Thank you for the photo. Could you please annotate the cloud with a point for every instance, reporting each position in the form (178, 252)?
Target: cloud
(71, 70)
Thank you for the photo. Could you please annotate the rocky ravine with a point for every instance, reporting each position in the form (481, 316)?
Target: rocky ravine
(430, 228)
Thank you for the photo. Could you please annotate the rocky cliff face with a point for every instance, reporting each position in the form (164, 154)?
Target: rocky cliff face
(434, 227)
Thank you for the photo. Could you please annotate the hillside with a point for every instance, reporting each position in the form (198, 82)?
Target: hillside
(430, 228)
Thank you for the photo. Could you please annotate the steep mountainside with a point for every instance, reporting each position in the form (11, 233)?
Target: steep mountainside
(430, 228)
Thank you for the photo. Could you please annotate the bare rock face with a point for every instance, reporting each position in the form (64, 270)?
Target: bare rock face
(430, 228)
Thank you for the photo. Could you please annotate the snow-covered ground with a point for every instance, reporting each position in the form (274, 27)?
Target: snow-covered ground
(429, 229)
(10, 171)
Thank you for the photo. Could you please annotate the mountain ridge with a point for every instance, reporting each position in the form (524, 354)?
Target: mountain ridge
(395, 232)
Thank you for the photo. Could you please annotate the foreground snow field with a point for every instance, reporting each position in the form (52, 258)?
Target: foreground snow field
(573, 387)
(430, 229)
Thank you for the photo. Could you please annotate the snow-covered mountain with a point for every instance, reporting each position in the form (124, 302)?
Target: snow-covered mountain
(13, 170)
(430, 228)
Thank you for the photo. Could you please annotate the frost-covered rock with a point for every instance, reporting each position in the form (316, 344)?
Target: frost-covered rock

◇ ◇ ◇ ◇ ◇

Task to complete = Output each record precisely as written.

Solved exercise =
Thank you for the photo. Could you please annotate the cloud with a point for every instance, reporting each position in the form (178, 252)?
Target: cloud
(71, 70)
Thank you for the photo. Could you please annotate the rocky ravine with a point for every instance, reporting each position in the form (481, 316)?
Target: rocky ravine
(430, 228)
Thank you for the photo. Could you please annotate the rocky cliff face with a point for every instance, reporting each position in the form (164, 154)?
Target: rocky cliff face
(434, 227)
Thank you for the photo. Could you please annotate the hillside with a point for every instance, reporting each position in the form (198, 82)?
Target: hillside
(430, 228)
Thank you for the photo. Could you please annotate the steep mountainside with a point for every instance, reporting each position in the form (11, 233)?
Target: steep mountainside
(430, 228)
Thank you for the photo. Could you please annotate the bare rock face with a point for every instance, reporting each position in the form (64, 270)?
Target: bare rock face
(430, 228)
Thank you for the photo. Could you please annotate the snow-covered ground with a point for every instance, reporting each position in the form (274, 27)?
Target: snow-covered ground
(429, 229)
(10, 171)
Thank you for the photo. Could you please annotate the mountain ridge with a point for every instance, reporting each position in the form (524, 354)?
Target: mountain ridge
(395, 232)
Thank you for the photo. Could you please annotate the foreground snow field with a point for every instance, reporting each position in the form (52, 258)?
Target: foreground snow field
(573, 387)
(430, 229)
Thank you for the photo. Could you please annotate the snow-covered mountain with a point for every instance, reporting each position in the form (124, 302)?
Target: snow-covered mountain
(13, 170)
(430, 228)
Thank you for the photo. Could you please annotate the frost-covered rock with a point for every instance, reporting each position in the form (316, 344)?
Target: frost-covered rock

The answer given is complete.